14/VII. Был в иностранной комиссии. Употочился на анкетах, в биографии нагло написал: всё в анкете. Пока стерпели. На загранпаспорт. Без галстука. “Не пустят”, — говорит хвотограф. А утром звонил в издательство. Книга еще не в производстве.

В Блуднове взял кусочек хлеба у матери Яшина, положил вчера сухарик из него под икону. И еще одну привез, маленькую, с ладошку — Успение Божией матери.

— За чем очередь? — спросил я, выступая. — За колбасой, а не за книгами. Значит, еще не так всё, как хотелось бы.

В самолете разносил конфеты. В бане парился с классиками Солоухиным, Романовым, Коротаевым. Спор. Надо ли переводить “младших братьев”. Да неохота записывать. Отрывки.

Белов любим необычайно. Человек хороший необыкновенно. Жена издерганная, их можно понять, жена Романова тоже и т. д.

 

Сплошные суеверия от ожидания. Ощущение грядущего... нет, не буду: боюсь, сбудется.

По TV идиотизм шпионажа. Наверное, специально, чтоб хлопались инфаркт­ники, ребенка распеленывают на холоде и пр. Хлопнется — и хлеб на копейку подешевеет. Еще хлопнется — и мясо, еще — и молоко.

 

Милая Наденька, солнышко мое незакатное, ведь прокрадешься, ведь прочтешь. А знаешь, может быть, когда в чем-то убеждают, значит, лгут. “Слава труду!” Значит, надо в этом убеждать. Люблю тебя.

Фотографию жены держу в кошельке, подаренном дочерью. Двойной контроль. Когда кончаются деньги, все равно приятно. Деньги не держатся, но Надежда не дает унывать. А то и упрекнет, а то и подмигнет.

 

15 июля. Середина лета. С утра назаваривал трав да купил растирание. Как будто уполз в берлогу зализывать раны. Но было ведь много хорошего в поездке. Белая ночь с Беловым. Потом дорога с Бобришного и Василий Иванович ведет машину.

Задания для выполнения:
a – Ответьте на вопросы по фрагменту дневника:
(i) Что, помимо кусочка хлеба, было привезено из Блуднова?
(ii) С кем в записи парились в бане?
(iii) Где хранится фотография жены?
b – Определите, соответствуют ли фрагменту дневника следующие утверждения; ответ подтвердите точной цитатой:
(i) Книга уже находится в производстве.
(ii) Очередь, о которой спросили во время выступления, стояла за колбасой.
(iii) Запись от 15 июля называет этот день серединой лета.
c – Напечатайте часть фрагмента дневника без изменений, начиная со слов «В Блуднове взял» и заканчивая словами «как хотелось бы.».

Исходные данные:

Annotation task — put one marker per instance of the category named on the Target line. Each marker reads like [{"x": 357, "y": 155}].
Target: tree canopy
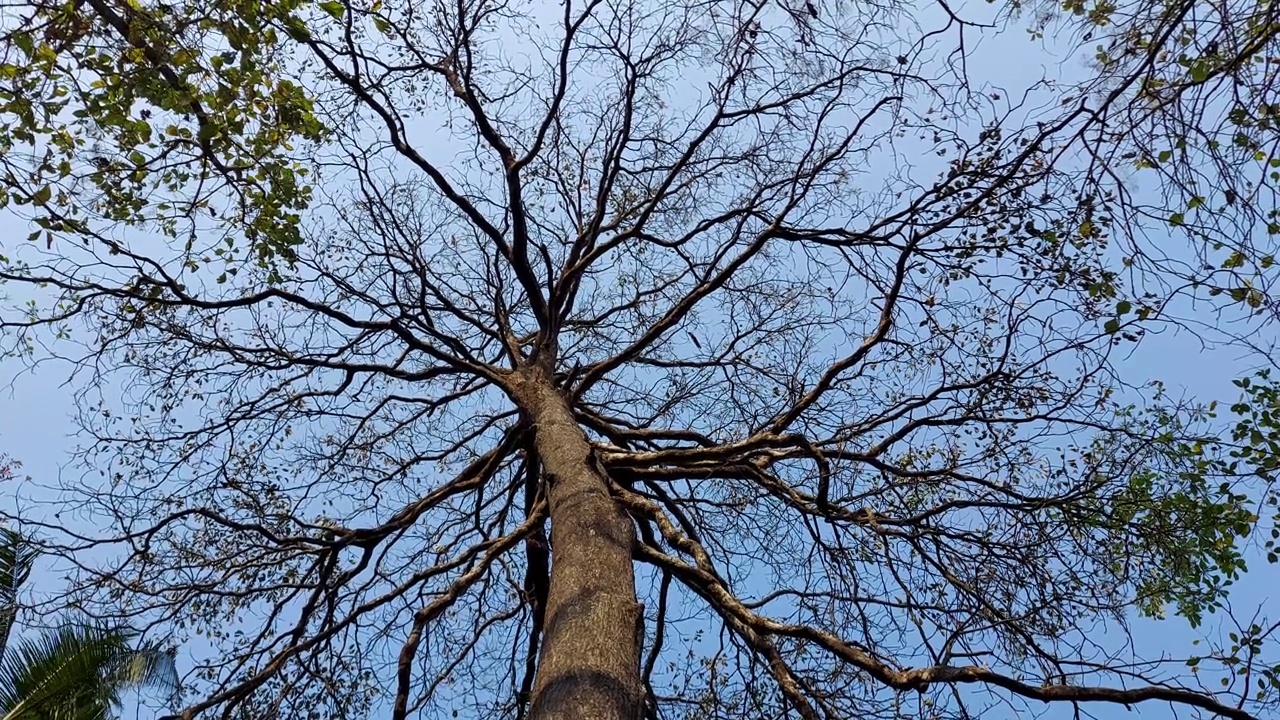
[{"x": 666, "y": 358}]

Ответы:
a –
(i) Маленькая икона, с ладошку, «Успение Божией матери».
(ii) С Солоухиным, Романовым и Коротаевым.
(iii) В кошельке, подаренном дочерью.

b –
(i) Нет: «Книга еще не в производстве».
(ii) Да: «За колбасой, а не за книгами».
(iii) Да: «15 июля. Середина лета».

c –
В Блуднове взял кусочек хлеба у матери Яшина, положил вчера сухарик из него под икону. И еще одну привез, маленькую, с ладошку — Успение Божией матери.

— За чем очередь? — спросил я, выступая. — За колбасой, а не за книгами. Значит, еще не так всё, как хотелось бы.